* _Directions_: List every line of the listing below that contains the string "cloud".

* _Entries_:
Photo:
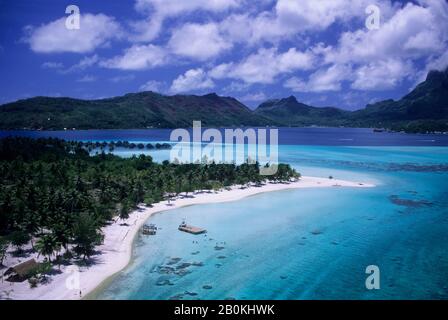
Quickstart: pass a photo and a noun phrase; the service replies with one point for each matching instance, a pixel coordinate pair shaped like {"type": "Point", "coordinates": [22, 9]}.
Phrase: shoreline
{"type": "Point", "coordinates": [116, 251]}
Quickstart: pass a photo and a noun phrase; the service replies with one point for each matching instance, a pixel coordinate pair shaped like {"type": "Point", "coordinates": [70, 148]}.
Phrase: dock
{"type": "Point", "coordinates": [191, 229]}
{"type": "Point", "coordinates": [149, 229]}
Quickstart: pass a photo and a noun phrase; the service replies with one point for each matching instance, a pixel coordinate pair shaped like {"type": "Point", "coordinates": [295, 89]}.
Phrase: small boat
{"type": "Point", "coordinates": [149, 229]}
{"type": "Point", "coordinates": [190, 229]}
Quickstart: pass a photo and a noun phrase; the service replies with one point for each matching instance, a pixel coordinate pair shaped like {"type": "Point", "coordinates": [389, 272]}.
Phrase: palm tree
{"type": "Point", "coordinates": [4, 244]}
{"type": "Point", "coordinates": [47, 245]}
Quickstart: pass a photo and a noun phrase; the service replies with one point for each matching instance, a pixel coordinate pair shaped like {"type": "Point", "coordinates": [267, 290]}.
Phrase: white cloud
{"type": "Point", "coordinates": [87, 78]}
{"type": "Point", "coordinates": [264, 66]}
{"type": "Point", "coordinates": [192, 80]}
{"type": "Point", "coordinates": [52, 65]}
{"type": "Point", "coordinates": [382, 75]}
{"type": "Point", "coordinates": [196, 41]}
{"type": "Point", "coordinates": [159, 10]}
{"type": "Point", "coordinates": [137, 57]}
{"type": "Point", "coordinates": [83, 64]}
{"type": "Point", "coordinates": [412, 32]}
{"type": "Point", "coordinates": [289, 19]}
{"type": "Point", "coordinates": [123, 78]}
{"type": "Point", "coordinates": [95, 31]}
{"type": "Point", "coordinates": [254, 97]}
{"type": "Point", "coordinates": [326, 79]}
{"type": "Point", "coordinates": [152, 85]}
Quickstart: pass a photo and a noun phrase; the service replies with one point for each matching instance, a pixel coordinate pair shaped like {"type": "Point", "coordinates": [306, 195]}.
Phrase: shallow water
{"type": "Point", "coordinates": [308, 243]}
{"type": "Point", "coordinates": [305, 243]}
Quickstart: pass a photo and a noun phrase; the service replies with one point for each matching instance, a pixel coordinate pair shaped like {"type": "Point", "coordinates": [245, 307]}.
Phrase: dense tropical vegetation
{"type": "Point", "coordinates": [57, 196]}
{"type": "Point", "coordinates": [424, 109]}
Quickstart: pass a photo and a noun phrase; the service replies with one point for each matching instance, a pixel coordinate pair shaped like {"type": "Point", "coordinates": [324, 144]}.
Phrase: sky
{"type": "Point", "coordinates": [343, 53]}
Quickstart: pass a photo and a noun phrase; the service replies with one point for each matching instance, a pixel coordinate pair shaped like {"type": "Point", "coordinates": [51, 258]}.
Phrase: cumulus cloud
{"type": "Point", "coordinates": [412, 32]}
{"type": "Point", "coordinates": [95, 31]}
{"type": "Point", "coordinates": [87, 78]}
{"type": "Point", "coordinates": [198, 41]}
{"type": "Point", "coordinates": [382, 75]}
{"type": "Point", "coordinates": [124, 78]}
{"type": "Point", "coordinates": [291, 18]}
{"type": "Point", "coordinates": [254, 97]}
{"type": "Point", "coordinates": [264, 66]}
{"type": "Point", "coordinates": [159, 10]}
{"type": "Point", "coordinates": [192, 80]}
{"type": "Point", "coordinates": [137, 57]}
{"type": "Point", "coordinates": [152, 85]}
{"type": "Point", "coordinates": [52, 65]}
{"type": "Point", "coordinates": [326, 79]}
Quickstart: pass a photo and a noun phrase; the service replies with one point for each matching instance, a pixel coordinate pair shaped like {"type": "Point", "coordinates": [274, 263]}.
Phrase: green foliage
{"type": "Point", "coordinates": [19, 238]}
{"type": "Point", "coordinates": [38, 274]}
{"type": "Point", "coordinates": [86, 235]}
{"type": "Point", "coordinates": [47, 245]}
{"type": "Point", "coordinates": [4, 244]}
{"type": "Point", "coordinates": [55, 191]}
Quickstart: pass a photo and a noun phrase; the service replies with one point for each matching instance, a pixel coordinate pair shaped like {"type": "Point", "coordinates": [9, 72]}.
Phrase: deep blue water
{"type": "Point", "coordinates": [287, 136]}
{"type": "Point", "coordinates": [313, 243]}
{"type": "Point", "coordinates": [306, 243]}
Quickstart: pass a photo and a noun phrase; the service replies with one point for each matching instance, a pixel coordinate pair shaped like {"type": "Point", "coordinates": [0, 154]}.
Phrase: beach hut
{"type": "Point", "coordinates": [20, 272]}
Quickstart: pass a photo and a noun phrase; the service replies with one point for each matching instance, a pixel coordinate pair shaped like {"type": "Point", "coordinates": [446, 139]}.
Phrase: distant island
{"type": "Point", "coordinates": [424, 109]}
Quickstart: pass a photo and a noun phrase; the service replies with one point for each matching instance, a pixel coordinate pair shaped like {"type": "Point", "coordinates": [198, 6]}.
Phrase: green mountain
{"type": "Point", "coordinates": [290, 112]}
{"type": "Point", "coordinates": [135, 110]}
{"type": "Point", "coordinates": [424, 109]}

* _Result for this task_:
Phrase: white cloud
Phrase: cumulus cloud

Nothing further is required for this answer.